:: BRIEF ::
Give back, word for word, only the lines from the one containing "snow-covered roof, one" to the end of the listing below.

:: TASK MATERIAL ::
==============================

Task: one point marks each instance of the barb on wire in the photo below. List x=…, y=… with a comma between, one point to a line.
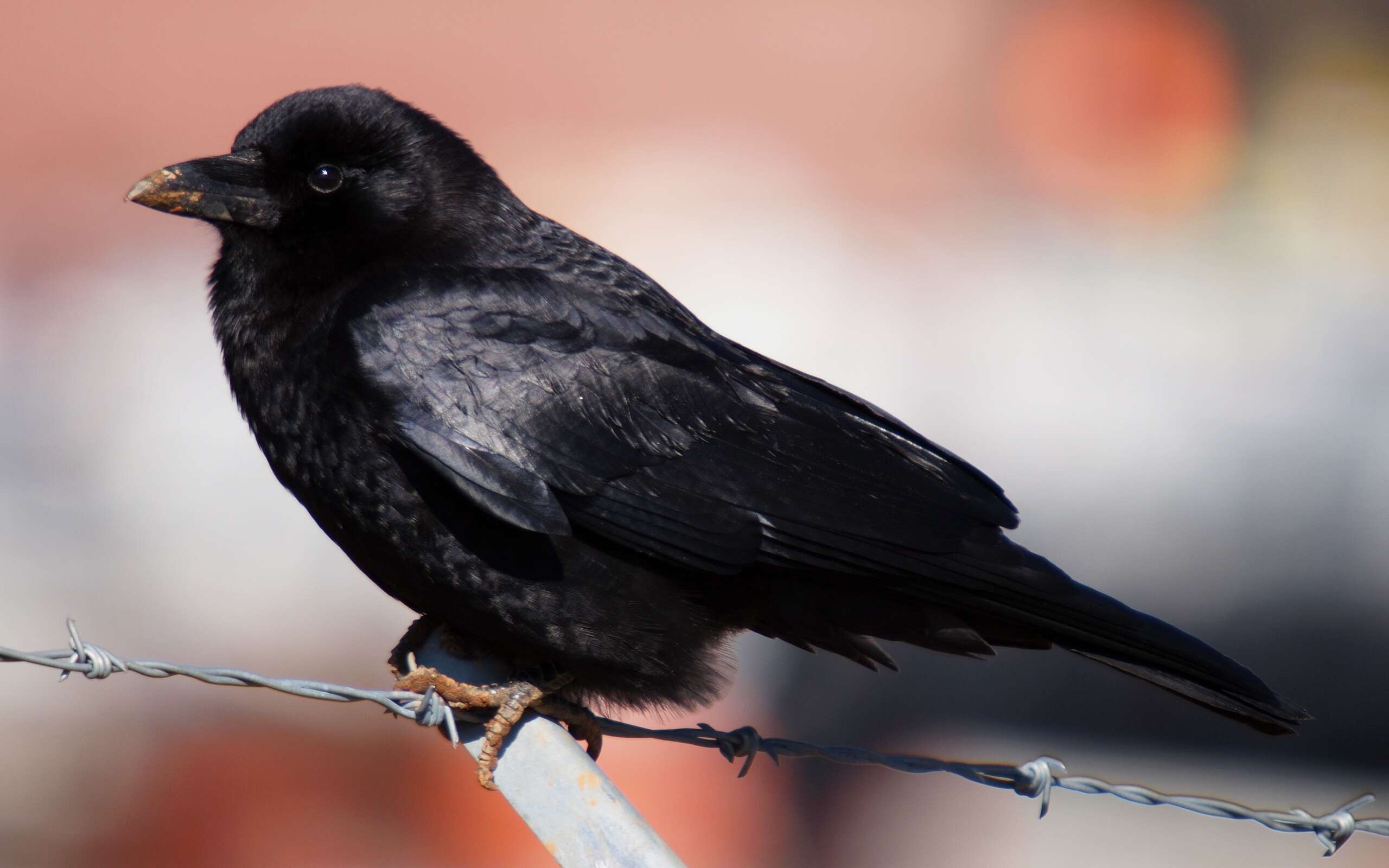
x=1033, y=780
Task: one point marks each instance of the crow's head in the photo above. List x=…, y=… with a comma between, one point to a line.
x=345, y=173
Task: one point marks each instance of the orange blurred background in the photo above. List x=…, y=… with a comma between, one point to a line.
x=1127, y=256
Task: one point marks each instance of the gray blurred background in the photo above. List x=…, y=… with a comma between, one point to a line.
x=1129, y=256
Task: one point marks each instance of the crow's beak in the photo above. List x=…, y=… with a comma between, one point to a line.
x=227, y=189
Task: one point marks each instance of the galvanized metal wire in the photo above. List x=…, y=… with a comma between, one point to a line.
x=1034, y=780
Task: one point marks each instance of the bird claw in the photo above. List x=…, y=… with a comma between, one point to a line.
x=510, y=702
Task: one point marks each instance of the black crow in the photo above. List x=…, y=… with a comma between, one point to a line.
x=523, y=437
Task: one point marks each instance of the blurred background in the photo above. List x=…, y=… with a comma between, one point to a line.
x=1127, y=256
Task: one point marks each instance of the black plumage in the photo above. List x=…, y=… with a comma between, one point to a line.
x=513, y=430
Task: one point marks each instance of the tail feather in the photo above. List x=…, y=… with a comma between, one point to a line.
x=1030, y=599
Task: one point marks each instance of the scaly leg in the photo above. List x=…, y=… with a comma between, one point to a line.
x=512, y=700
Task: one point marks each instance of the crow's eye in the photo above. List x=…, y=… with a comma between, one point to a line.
x=326, y=178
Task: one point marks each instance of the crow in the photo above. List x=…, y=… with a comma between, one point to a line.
x=528, y=441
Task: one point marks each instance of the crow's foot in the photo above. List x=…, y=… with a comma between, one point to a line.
x=510, y=700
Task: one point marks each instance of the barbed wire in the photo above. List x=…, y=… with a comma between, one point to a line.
x=1034, y=780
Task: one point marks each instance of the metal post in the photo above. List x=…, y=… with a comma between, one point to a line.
x=566, y=799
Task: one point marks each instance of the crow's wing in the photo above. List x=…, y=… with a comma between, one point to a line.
x=549, y=407
x=610, y=407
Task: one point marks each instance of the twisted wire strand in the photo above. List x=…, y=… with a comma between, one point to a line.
x=1034, y=780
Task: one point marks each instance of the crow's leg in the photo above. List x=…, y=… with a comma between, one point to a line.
x=510, y=700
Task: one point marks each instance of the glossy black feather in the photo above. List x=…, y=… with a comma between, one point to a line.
x=510, y=428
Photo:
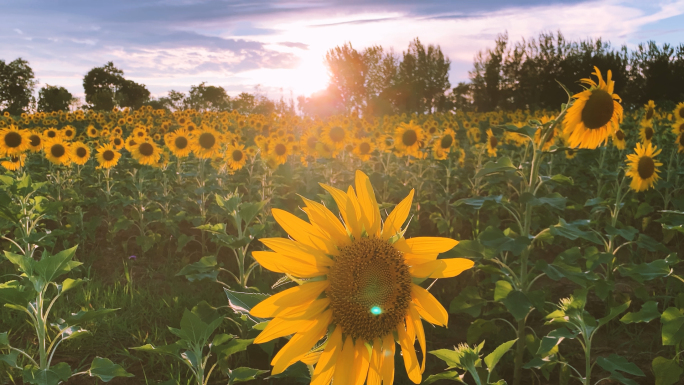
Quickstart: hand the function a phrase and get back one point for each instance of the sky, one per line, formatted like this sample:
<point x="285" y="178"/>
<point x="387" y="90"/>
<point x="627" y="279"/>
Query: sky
<point x="277" y="48"/>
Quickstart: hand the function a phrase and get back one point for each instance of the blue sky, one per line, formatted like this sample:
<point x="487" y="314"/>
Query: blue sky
<point x="279" y="45"/>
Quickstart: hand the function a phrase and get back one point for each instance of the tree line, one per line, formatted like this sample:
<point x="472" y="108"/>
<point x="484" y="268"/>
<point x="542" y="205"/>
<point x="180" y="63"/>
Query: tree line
<point x="378" y="81"/>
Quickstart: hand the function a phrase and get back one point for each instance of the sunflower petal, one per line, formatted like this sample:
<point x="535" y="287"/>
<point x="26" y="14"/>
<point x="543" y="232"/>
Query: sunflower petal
<point x="325" y="368"/>
<point x="301" y="343"/>
<point x="302" y="294"/>
<point x="441" y="268"/>
<point x="299" y="267"/>
<point x="397" y="217"/>
<point x="429" y="304"/>
<point x="409" y="354"/>
<point x="368" y="203"/>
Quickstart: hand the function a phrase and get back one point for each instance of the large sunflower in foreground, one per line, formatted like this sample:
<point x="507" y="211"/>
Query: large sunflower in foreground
<point x="359" y="295"/>
<point x="594" y="115"/>
<point x="643" y="168"/>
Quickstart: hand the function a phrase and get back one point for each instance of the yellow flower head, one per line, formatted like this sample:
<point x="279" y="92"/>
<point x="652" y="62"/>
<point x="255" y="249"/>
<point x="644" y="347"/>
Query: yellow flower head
<point x="594" y="115"/>
<point x="360" y="294"/>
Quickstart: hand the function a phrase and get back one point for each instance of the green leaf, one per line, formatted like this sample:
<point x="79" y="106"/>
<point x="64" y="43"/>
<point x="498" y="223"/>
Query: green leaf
<point x="649" y="312"/>
<point x="493" y="358"/>
<point x="517" y="304"/>
<point x="205" y="268"/>
<point x="451" y="375"/>
<point x="614" y="312"/>
<point x="242" y="303"/>
<point x="502" y="289"/>
<point x="244" y="374"/>
<point x="501" y="165"/>
<point x="84" y="316"/>
<point x="468" y="301"/>
<point x="667" y="372"/>
<point x="672" y="331"/>
<point x="51" y="376"/>
<point x="643" y="209"/>
<point x="105" y="369"/>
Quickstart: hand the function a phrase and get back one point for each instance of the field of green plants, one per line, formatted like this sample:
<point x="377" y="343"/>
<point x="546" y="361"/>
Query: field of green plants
<point x="186" y="247"/>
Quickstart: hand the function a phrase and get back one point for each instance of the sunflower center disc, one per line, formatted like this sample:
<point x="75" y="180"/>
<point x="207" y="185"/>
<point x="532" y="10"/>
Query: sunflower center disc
<point x="12" y="139"/>
<point x="646" y="167"/>
<point x="409" y="138"/>
<point x="370" y="288"/>
<point x="598" y="110"/>
<point x="57" y="150"/>
<point x="207" y="140"/>
<point x="181" y="142"/>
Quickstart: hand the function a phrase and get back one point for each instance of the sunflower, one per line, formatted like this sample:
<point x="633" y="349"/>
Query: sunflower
<point x="643" y="168"/>
<point x="361" y="297"/>
<point x="407" y="138"/>
<point x="146" y="153"/>
<point x="236" y="157"/>
<point x="646" y="132"/>
<point x="79" y="153"/>
<point x="492" y="142"/>
<point x="594" y="115"/>
<point x="57" y="151"/>
<point x="107" y="156"/>
<point x="363" y="149"/>
<point x="14" y="162"/>
<point x="619" y="139"/>
<point x="178" y="142"/>
<point x="205" y="143"/>
<point x="35" y="142"/>
<point x="14" y="141"/>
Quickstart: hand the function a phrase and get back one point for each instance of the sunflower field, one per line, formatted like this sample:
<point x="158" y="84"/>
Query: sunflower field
<point x="188" y="247"/>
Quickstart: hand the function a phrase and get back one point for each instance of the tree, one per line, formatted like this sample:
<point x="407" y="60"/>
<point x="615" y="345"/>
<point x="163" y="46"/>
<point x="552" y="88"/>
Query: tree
<point x="17" y="82"/>
<point x="105" y="87"/>
<point x="53" y="98"/>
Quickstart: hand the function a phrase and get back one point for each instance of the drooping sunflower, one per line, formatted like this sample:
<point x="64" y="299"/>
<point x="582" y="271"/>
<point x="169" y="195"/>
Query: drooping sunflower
<point x="14" y="141"/>
<point x="619" y="139"/>
<point x="361" y="297"/>
<point x="178" y="142"/>
<point x="646" y="132"/>
<point x="57" y="151"/>
<point x="205" y="143"/>
<point x="407" y="138"/>
<point x="79" y="153"/>
<point x="594" y="115"/>
<point x="107" y="156"/>
<point x="492" y="143"/>
<point x="643" y="168"/>
<point x="146" y="153"/>
<point x="14" y="162"/>
<point x="236" y="157"/>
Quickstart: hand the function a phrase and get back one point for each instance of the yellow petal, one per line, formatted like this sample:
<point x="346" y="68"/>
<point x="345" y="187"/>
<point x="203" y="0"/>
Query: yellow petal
<point x="397" y="217"/>
<point x="361" y="362"/>
<point x="375" y="366"/>
<point x="301" y="343"/>
<point x="420" y="333"/>
<point x="423" y="300"/>
<point x="430" y="245"/>
<point x="441" y="268"/>
<point x="368" y="203"/>
<point x="326" y="220"/>
<point x="299" y="267"/>
<point x="296" y="249"/>
<point x="304" y="232"/>
<point x="325" y="368"/>
<point x="340" y="198"/>
<point x="277" y="303"/>
<point x="409" y="355"/>
<point x="388" y="359"/>
<point x="345" y="363"/>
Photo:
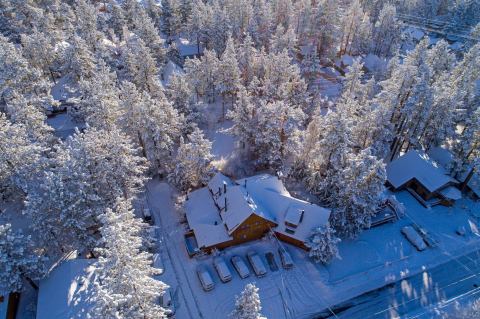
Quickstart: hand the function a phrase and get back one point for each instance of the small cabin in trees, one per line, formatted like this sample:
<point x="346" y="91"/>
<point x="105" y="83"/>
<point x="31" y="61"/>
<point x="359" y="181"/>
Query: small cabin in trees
<point x="64" y="293"/>
<point x="227" y="213"/>
<point x="424" y="178"/>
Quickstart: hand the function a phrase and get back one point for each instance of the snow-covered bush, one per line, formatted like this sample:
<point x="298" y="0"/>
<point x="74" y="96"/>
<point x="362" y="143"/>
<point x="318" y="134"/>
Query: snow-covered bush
<point x="248" y="305"/>
<point x="323" y="244"/>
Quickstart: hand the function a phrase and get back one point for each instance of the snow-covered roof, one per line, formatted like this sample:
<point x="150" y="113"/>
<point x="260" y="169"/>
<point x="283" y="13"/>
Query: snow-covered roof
<point x="186" y="48"/>
<point x="240" y="206"/>
<point x="270" y="192"/>
<point x="63" y="294"/>
<point x="418" y="165"/>
<point x="451" y="192"/>
<point x="263" y="195"/>
<point x="444" y="157"/>
<point x="218" y="181"/>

==============================

:: RESULT OF THIS TASK ::
Quickstart: hand the function a phrase and get back one point for each instance of the snow-covered roof, one per line, formatted like this sample:
<point x="150" y="113"/>
<point x="260" y="169"/>
<point x="283" y="13"/>
Query: snow-covered roof
<point x="186" y="48"/>
<point x="240" y="206"/>
<point x="270" y="192"/>
<point x="63" y="294"/>
<point x="418" y="165"/>
<point x="451" y="192"/>
<point x="263" y="195"/>
<point x="444" y="157"/>
<point x="218" y="181"/>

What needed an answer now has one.